━━━ Material for the task ━━━
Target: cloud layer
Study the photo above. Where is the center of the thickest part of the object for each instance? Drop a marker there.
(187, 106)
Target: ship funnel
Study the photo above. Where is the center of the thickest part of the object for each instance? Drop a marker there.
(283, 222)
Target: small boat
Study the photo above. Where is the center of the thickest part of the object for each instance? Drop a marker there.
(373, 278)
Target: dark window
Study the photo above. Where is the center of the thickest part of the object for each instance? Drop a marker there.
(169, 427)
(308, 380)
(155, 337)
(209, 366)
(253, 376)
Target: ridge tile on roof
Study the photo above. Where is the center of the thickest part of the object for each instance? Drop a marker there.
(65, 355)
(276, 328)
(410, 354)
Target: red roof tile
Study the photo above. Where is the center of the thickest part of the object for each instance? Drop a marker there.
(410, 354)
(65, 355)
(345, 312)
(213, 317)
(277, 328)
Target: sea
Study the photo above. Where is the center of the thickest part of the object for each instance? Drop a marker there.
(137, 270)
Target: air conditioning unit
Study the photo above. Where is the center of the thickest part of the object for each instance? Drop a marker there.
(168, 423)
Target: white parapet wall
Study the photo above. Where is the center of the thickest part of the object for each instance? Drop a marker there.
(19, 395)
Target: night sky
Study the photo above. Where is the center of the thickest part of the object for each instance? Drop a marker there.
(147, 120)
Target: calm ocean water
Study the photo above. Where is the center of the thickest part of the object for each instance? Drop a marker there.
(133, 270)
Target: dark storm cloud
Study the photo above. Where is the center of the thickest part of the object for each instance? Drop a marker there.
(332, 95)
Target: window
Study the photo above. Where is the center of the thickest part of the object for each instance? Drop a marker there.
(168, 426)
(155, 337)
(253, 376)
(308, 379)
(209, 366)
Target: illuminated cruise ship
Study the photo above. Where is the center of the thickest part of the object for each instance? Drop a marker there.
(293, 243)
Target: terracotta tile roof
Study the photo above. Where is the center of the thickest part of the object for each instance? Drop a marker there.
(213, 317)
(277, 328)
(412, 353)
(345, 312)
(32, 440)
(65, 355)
━━━
Problem description: Can you repeat the items above line for line, without changing anything?

Solution to this problem:
Target: cloud layer
Study the photo above. Where is the center of the thickest part of the object for each instance? Drop a marker there.
(187, 106)
Target: ship funnel
Study the photo above. Where is the center of the thickest part of the object for each instance? Drop a marker there.
(283, 222)
Target: small boat
Study the photo above. Where is the center of the thickest part of the object for each instance? Drop a marker there.
(373, 278)
Target: dark window
Study the photo above. Where is the center of the thickest part of the object for each instance? Drop a marker there.
(169, 427)
(308, 380)
(155, 337)
(209, 366)
(253, 376)
Target: ridge tile on roof
Study the photo above. Where is the center of the thickest part of the object for each instance? Drop a marker there.
(65, 355)
(276, 328)
(410, 354)
Target: red roof tile
Study the photo above. Where is the center of the thickest part of the object for each instance? Drop a marker there.
(410, 354)
(65, 355)
(345, 312)
(213, 317)
(277, 328)
Target: sea
Study the photo above. Where is the center of the thickest part of the object for each instance? Drop a marker there.
(137, 270)
Target: air conditioning unit
Study the photo above. Where is the center of the thickest part of the object for each instance? Drop a marker there.
(168, 423)
Target: white parapet wall
Study the photo above. Where is the center of the thickest part of the object for each instance? Drop a marker there.
(19, 395)
Target: night sky
Study the photo above. Where is the center of the thickest part of the object for each instance? Drop a marker there.
(147, 120)
Target: calm ocean water
Study the photo above. Where is the center of the thickest part of the object for each instance? Drop a marker there.
(133, 270)
Target: dark storm cloud
Study the photo above. Where is the center of the thickest part of the object for each instance? Drop a marker there.
(332, 95)
Target: window
Study the photo above. Where is the center of the thickest part of the object for each instance? Drop a marker there.
(168, 426)
(155, 337)
(253, 376)
(308, 379)
(209, 366)
Target: illuminated cruise ship
Study the photo above. Where is the center of the thickest part of the object for each instance? Drop a marker there.
(293, 243)
Target: terracotta tile roof
Study the photo above. Where is the center of the thickest part of the object for each instance? Drop a marker there.
(213, 317)
(277, 328)
(412, 353)
(345, 312)
(32, 440)
(65, 355)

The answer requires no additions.